### Tasks to carry out
**a.** List each piece of the contour γ defined in the contour integration post, with its parametrization and parameter range.
**b.** Reproduce the contour integration post word for word, starting at "The contour is $\gamma=\gamma_1+\gamma_2+\gamma_3$" and ending at "for $0\leq t \leq 1$.".

Compute $\displaystyle\int_0^\infty \frac{dx}{1+x^3}$ by integrating $\dfrac{1}{1+z^3}$ over the contour $\gamma$ (defined below) and letting $R\rightarrow \infty$.
The contour is $\gamma=\gamma_1+\gamma_2+\gamma_3$ where $\gamma_1(t)=t$ for $0\leq t \leq R$, $\gamma_2(t)=Re^{i\frac{2\pi}{3}t}$ for $0\leq t \leq 1$, and $\gamma_3(t)=(1-t)Re^{i\frac{2\pi}{3}}$ for $0\leq t \leq 1$.
So, the contour is a wedge, and by letting $R\rightarrow \infty$ we're integrating over one third of the complex plane. I believe this means we are integrating over the entire complex plane under the substitution $u=x^3$. There are poles at $-\zeta$ for each third root of unity $\zeta$, so there's only one pole in this wedge. I'll just refer to that pole as $-\zeta$.
I guess this means that we can use the residue theorem to say $$\int_{\gamma}\frac{1}{1+z^3}dz=2\pi i\eta(\gamma,-\zeta)\operatorname{Res}\left(\frac{1}{1+z^3},-\zeta\right)=2\pi i \lim_{z\rightarrow -\zeta}\left[(z+\zeta)\frac{1}{1+z^3}\right]$$
I can't evaluate this limit. Also I don't see how it involves $R$, which I'm supposed to be taking a limit of. I suspect I've done something wrong.

### Record list
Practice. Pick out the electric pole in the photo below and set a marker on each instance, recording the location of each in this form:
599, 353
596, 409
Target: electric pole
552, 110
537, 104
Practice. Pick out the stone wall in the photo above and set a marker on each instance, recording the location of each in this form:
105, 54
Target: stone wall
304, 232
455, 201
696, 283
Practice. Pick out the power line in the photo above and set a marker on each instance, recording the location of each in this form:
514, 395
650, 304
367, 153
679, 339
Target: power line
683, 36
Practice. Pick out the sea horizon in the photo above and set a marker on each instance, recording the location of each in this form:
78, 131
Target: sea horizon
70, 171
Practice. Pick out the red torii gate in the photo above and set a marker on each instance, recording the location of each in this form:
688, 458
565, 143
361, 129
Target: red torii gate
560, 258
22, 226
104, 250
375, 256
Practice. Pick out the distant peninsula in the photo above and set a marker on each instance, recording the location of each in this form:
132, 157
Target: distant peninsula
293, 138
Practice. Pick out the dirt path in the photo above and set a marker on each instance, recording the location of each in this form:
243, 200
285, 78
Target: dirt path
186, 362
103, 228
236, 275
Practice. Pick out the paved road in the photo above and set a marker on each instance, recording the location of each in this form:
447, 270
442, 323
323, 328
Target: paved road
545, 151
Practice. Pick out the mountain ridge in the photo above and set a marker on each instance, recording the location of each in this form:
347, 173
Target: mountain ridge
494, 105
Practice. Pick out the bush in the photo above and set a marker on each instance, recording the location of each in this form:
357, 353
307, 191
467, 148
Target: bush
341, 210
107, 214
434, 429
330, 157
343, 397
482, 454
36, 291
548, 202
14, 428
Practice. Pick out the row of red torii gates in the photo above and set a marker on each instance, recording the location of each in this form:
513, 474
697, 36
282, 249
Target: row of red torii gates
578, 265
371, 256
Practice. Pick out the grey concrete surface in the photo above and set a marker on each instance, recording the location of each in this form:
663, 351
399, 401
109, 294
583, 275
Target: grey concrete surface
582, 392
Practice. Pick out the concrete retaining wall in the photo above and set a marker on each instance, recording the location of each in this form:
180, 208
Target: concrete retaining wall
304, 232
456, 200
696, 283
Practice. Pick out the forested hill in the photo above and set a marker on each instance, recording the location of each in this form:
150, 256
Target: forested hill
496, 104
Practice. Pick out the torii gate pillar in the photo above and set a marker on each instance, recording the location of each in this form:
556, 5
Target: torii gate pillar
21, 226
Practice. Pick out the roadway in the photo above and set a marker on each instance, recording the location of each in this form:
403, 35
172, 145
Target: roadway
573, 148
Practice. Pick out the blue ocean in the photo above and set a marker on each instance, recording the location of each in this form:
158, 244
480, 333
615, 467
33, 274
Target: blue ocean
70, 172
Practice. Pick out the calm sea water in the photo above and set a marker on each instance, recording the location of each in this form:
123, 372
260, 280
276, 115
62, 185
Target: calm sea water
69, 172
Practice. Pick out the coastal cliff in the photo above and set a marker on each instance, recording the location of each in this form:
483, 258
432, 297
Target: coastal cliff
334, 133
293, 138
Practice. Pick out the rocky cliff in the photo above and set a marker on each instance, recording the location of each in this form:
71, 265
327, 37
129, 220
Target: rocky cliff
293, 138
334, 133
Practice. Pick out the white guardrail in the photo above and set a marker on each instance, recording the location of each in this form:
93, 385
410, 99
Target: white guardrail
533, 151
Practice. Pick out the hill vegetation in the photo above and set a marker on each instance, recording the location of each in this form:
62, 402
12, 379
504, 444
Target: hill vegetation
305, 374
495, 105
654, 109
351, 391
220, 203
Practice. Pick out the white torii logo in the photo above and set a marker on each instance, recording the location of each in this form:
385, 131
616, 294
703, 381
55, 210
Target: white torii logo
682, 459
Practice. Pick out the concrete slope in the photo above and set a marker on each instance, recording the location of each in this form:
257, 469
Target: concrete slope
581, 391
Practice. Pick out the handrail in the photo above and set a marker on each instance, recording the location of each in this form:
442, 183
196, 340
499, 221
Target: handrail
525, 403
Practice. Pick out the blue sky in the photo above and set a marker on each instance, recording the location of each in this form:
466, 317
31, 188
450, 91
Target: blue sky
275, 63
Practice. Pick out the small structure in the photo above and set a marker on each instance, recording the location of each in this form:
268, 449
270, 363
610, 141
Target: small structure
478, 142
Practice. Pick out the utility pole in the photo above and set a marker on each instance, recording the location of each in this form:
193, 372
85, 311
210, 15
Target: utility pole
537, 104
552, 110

### The responses
**a.**
- γ₁(t) = t, for 0 ≤ t ≤ R
- γ₂(t) = Re^{i(2π/3)t}, for 0 ≤ t ≤ 1
- γ₃(t) = (1 − t)Re^{i(2π/3)}, for 0 ≤ t ≤ 1

**b.**
The contour is $\gamma=\gamma_1+\gamma_2+\gamma_3$ where $\gamma_1(t)=t$ for $0\leq t \leq R$, $\gamma_2(t)=Re^{i\frac{2\pi}{3}t}$ for $0\leq t \leq 1$, and $\gamma_3(t)=(1-t)Re^{i\frac{2\pi}{3}}$ for $0\leq t \leq 1$.